Point placement records
■ ■ ■ ■

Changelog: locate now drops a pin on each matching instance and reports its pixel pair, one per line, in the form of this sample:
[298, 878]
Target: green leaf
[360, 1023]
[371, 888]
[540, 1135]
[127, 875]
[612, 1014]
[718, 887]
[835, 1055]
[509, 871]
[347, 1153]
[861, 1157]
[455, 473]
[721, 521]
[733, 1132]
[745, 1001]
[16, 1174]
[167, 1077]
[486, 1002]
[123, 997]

■ ■ ■ ■

▶ _Goal of the exercise_
Rewrite every line of the items above as a Markdown table with two columns, Row for the row number and Line for the line itself. Leave out any blank lines.

▶ _The result_
| Row | Line |
|---|---|
| 1 | Changelog: locate now drops a pin on each matching instance and reports its pixel pair, one per line, in the form of this sample: |
| 2 | [298, 878] |
| 3 | Target: green leaf |
| 4 | [360, 1023] |
| 5 | [371, 888] |
| 6 | [540, 1135] |
| 7 | [127, 875] |
| 8 | [612, 1014] |
| 9 | [718, 887] |
| 10 | [835, 1055] |
| 11 | [509, 871] |
| 12 | [347, 1153] |
| 13 | [861, 1157] |
| 14 | [455, 473] |
| 15 | [721, 521] |
| 16 | [733, 1132] |
| 17 | [745, 1001] |
| 18 | [16, 1174] |
| 19 | [167, 1077] |
| 20 | [486, 1002] |
| 21 | [123, 997] |